>> Begin SELECTION

Meta-Learning in Self-Play Regret Minimization
We meta-learn regret minimizers to converge fast in self-play on a desired distribution of games.
摘要
评审与讨论
Traditional self-play methods are often used to compute equilibria in large, extensive-form, two-player, zero-sum games. This submission studies meta-learning in games in the self-play setting, motivated by the observation that many real real world decision making problems involves a distribution of related-but-distinct games (e.g. financial trading, poker sub-games). Previous work on meta-learning in games focuses on optimizing regret minimization algorithms for one-sided equilibrium finding in a sequence of games. This work attempts to generalize this idea to self-play, where both players adapt their strategies simultaneously.
The authors build on the “learning not to regret” framework of Sychrovsky et al. (2024), but identify that the original formulation may fail to converge in self-play due to cycling behavior. To address this, they identify a new meta-loss function designed to prevent cycles and ensure stable learning. Unlike traditional regret minimization methods like CFR, which update “local” regrets at each decision state independently, the authors’ method introduces global communication across decision states. They evaluate their approach on normal-form games and river poker subgames, and compare their performance to state-of-the-art regret minimization algorithms.
给作者的问题
n/a
论据与证据
Yes.
方法与评估标准
Yes.
理论论述
There are no theoretical claims in this submission.
实验设计与分析
Yes.
补充材料
No.
与现有文献的关系
This submission builds off of the small-but-quickly-growing literature on meta-learning in games. Specifically, they target meta-learning in the self-play setting.
遗漏的重要参考文献
No.
其他优缺点
While the authors’ meta-learned algorithms do reduce the number of iterations required for convergence, they come with notable drawbacks.
Empirically, the choice of using neural networks increases the computational overhead of their method, compared to other alternatives. Furthermore, on the river poker subgames, a non-meta-learning method achives very similar performance to the authors’ proposed method. From my understanding, the per iteration runtime of the authors’ method is higher, and so it is unclear whether this approach offers any net-improvement over non-meta-learned techniques.
To summarize, this paper presents an ambitious but ultimately limited extension of meta-learning to self-play regret minimization. While the introduction of global communication across decision states is an interesting departure from classical regret minimization techniques, the inconsistent empirical performance weaken its impact. In theory, meta-learning should accelerate convergence in self-play games, but it appears that the high computational cost makes the results of this work less competitive against the well-established CFR-based baselines.
其他意见或建议
n/a
We would like to sincerely thank the reviewers for their time spent to help improve our work. We appreciate all the comments and will integrate them into a revised version of the paper. Let us address the questions and comments raised.
We would like to politely disagree with your point about the lack of convergence guarantees of our algorithms. In fact, the whole point of our paper is how to introduce meta-learning to regret minimization without losing the convergence guarantees. This is explained in Section 3.2 of our paper, with detailed references to relevant earlier work.
The per-iteration cost of our approach is indeed higher. Studying the trade-off between the improved per-iteration convergence and the inference speed is a major part of our experimental section. In Section 4.2.1, we show that our algorithms outperform the prior ones even when taking this into account.

>> End SELECTION
>> Begin RECORD SET

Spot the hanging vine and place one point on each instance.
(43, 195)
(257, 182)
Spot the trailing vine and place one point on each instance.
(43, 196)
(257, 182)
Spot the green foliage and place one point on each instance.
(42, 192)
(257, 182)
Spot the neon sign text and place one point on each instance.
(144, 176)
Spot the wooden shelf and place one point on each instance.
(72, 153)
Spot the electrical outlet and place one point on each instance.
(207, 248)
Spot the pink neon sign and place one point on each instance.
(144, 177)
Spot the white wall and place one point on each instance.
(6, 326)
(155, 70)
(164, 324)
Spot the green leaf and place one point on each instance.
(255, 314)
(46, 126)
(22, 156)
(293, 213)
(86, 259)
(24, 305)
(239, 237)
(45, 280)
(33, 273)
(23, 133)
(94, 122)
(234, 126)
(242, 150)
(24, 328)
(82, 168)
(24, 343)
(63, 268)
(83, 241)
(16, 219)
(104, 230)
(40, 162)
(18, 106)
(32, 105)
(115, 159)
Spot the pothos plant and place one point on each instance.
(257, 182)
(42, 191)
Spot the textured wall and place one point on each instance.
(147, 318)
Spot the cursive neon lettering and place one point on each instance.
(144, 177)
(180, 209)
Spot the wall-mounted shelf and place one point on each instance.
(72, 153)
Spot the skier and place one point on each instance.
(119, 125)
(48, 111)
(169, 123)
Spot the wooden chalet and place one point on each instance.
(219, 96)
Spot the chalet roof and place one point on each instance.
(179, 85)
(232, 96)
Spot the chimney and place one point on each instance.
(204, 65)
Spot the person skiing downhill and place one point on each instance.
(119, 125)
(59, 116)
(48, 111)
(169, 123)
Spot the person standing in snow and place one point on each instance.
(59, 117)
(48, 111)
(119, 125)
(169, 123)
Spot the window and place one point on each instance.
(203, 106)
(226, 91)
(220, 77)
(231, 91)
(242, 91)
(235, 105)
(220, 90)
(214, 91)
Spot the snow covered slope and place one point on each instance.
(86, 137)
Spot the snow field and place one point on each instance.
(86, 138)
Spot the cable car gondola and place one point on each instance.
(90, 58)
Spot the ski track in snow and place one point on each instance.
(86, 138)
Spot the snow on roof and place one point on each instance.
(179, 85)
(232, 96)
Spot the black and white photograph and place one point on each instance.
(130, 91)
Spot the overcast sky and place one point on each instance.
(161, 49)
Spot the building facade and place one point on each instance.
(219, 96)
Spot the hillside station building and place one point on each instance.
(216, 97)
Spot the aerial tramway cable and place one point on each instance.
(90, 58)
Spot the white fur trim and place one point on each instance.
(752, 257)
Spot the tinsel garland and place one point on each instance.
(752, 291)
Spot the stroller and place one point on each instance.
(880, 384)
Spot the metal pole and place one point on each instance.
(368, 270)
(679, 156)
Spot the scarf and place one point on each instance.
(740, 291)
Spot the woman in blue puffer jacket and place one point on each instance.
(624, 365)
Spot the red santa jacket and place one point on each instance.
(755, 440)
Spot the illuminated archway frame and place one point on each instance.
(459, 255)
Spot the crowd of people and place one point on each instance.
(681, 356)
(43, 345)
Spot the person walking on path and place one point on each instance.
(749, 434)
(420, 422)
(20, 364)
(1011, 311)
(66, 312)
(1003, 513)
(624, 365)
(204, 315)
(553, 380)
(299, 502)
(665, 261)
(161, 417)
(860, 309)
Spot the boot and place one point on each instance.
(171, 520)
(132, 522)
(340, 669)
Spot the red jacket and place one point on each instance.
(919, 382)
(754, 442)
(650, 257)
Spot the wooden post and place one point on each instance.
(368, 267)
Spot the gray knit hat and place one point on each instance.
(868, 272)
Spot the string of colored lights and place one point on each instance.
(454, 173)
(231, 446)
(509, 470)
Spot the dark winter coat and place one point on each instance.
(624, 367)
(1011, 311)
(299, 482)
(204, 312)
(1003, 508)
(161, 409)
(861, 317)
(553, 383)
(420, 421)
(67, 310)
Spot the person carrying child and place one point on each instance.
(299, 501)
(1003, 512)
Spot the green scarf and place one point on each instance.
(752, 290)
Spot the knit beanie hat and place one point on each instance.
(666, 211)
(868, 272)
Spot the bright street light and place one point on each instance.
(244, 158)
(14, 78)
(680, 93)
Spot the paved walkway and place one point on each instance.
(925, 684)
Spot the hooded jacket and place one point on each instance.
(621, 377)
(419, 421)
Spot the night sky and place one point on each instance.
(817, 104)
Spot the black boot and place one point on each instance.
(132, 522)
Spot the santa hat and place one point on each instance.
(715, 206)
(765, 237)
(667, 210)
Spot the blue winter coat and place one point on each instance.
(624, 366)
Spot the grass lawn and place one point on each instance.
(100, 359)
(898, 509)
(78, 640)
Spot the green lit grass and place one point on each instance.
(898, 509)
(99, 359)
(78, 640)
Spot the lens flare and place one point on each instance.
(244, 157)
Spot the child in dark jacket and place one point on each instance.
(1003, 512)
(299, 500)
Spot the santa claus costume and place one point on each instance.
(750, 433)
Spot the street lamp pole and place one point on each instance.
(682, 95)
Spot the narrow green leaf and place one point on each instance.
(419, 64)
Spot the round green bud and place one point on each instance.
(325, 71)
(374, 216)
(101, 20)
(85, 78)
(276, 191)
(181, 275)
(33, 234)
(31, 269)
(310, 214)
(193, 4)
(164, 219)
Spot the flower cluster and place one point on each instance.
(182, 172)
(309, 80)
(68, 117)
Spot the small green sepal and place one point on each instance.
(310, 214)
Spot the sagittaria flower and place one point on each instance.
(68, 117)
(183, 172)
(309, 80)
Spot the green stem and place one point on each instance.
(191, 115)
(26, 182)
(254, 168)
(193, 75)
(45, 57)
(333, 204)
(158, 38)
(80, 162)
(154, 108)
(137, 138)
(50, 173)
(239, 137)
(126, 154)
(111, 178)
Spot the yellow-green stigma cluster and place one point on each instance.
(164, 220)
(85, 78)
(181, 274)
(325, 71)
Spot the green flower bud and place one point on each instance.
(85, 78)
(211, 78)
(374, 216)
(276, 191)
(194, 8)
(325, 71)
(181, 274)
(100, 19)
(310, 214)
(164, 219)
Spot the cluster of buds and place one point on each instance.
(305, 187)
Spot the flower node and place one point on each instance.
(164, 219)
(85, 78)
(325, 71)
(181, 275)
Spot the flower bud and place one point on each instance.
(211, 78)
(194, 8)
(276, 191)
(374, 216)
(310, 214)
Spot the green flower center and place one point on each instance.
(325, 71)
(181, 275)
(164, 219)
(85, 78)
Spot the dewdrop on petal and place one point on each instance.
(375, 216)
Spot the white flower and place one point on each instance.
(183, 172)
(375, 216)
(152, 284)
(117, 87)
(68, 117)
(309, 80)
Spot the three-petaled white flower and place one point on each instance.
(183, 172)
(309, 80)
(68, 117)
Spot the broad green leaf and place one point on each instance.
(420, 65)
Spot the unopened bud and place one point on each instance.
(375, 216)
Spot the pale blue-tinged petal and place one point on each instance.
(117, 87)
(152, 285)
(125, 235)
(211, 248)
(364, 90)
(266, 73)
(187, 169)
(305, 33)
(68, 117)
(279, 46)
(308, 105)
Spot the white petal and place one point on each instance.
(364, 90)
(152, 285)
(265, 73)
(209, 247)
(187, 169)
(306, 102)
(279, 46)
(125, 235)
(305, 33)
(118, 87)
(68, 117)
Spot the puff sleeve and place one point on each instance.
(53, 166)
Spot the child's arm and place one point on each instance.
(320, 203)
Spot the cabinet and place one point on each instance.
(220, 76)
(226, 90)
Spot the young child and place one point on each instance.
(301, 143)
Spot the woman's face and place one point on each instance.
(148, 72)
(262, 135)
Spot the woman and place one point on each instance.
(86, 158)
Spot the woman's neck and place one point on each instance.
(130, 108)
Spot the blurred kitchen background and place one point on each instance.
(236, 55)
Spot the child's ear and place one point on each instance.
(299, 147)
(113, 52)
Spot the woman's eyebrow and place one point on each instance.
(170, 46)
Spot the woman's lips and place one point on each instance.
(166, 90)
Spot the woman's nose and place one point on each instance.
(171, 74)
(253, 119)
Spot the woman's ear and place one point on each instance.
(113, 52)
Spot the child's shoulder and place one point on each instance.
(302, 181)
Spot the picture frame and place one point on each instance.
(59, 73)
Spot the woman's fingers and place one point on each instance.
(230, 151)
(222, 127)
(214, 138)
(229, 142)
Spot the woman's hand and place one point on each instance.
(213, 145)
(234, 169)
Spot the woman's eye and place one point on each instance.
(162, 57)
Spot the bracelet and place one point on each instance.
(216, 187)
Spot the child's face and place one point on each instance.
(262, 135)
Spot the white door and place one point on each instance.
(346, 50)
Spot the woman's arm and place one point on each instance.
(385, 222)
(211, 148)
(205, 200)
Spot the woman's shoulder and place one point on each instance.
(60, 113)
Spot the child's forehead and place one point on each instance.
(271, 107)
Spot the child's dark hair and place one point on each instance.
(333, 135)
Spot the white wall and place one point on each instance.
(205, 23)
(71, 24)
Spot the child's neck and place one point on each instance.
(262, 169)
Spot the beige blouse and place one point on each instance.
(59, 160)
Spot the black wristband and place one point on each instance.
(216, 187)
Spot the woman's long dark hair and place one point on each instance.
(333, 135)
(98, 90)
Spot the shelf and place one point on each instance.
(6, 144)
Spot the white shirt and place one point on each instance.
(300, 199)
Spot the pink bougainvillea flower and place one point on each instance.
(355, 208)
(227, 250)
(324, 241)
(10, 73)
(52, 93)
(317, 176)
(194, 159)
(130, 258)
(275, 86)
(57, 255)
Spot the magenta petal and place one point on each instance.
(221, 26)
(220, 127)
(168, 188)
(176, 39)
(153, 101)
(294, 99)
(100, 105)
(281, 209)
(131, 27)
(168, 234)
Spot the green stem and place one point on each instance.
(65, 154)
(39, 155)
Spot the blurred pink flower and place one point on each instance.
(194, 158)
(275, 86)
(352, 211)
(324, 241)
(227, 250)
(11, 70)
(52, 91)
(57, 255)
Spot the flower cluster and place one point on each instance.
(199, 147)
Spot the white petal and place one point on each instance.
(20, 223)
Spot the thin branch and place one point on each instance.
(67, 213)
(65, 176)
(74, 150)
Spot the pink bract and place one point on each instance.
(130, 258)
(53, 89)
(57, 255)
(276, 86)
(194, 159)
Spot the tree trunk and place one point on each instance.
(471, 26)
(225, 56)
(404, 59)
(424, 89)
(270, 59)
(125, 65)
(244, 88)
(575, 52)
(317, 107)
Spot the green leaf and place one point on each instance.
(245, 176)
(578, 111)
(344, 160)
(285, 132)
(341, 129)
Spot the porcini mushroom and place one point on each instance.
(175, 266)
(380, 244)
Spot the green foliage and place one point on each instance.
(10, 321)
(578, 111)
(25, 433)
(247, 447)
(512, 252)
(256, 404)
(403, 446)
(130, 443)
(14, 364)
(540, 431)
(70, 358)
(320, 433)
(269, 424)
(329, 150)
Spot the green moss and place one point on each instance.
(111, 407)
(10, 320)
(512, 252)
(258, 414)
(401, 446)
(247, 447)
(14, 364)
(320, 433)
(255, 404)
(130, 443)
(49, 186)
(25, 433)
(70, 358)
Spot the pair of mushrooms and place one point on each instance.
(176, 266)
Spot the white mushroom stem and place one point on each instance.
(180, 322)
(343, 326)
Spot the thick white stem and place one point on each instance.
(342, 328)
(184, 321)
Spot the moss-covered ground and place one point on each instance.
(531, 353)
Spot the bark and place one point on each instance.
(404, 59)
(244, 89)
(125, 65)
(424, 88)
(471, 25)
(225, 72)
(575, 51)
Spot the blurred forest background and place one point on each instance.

>> End RECORD SET

DIRECTIVE A
In the meta-learning review, swap "meta-loss function" for "meta-objective" and give the passage from "The authors build" up to and including "regret minimization algorithms.".
DIRECTIVE B
Carry on the meta-learning review from the point where it stops.

WRITTEN ANSWER A
The authors build on the “learning not to regret” framework of Sychrovsky et al. (2024), but identify that the original formulation may fail to converge in self-play due to cycling behavior. To address this, they identify a new meta-objective designed to prevent cycles and ensure stable learning. Unlike traditional regret minimization methods like CFR, which update “local” regrets at each decision state independently, the authors’ method introduces global communication across decision states. They evaluate their approach on normal-form games and river poker subgames, and compare their performance to state-of-the-art regret minimization algorithms.

WRITTEN ANSWER B
Perhaps I am missing something. PCFR enjoys convergence guarantees, but the neural version does not, no?
The neural version of PCFR does enjoy no regret guarantees. This is because PCFR enjoys guarantees regardless of the prediction. This was shown in Sychrovsky 2024, Thm 1.
This paper extends meta-learning (i.e., learning a regret minimizer algorithm over a sequence of games drawn from a distribution) to the self-play setting. In particular, it derives a new meta loss for training a regret minimizer. The performances of this procedure are evaluated on two-player normal form and extensive form zero-sum games.
给作者的问题
Q1. Can you clarify what are the contributions of this paper as compared to [1]?
Q2. It seems that the loss defined in (2) (line 203) features the regret of both players. In other words, it seems that you are training a centralized model which optimizes both players' strategies. This contradicts the game-theoretic framework, wohse whole point is exactly that players take actions in an uncoupled way. In particular, it makes no sense to speak about Nash equilibrium if strategies are correlated through a central model. Can you clarify this point ?
论据与证据
The main claim of the paper is that the new meta-loss allows global inter-infostate communication, leading to better performances in practise. This claim is not supported by any theoretical results. Instead, the authors perform two experiments, one in on a rock-paper-scissor example (normal form game) and another one on Texas Hold'em poker (extensive-form game) where they compare their approaches to standard non-meta-learned algorithms. I find it unfortunate that the authors have not tried to derive theoretical guarantees on the performance of their algorithms. In the absence of theoretical results, I would expect much more experiments for the above mentioned claims to be credible.
方法与评估标准
I am not convinced that the two experiments are enough to show the superiority of the proposed approach. In particular, CFR+ seems to perform as well, if not better, than the proposed algorithms on river poker (figure 2) for >60 steps. Confidence intervals from repeated experiments are definitely lacking here, to check whether one procedure significantly (in a statistical sense) outperforms another. Additionally, it would have been preferable to run the experiments over more steps to get insights about the asymptotic behaviors of the algorithms. T=32 seems a bit short here.
理论论述
There is no theoretical claim in this paper.
实验设计与分析
The experiments are well detailed and explained, which I appreciated.
补充材料
I reviewed rapidly the supplementary material about the additional experiment details.
与现有文献的关系
I do not clearly understand the contribution of this paper, in particular as compared to [1]. Indeed, the authors seem to use the same algorithms as in [1] (with a different loss), and the rock-paper-scissor experiment is identical to the one in [1]. The authors claim that the present paper is an extension of [1] to the "self-play" setting, however they never clearly state what this means. The only description of what "self-play" is supposed to mean in this article is the following:
"In self-play, all players use a regret minimizer, rather than employing some adversarial strategy."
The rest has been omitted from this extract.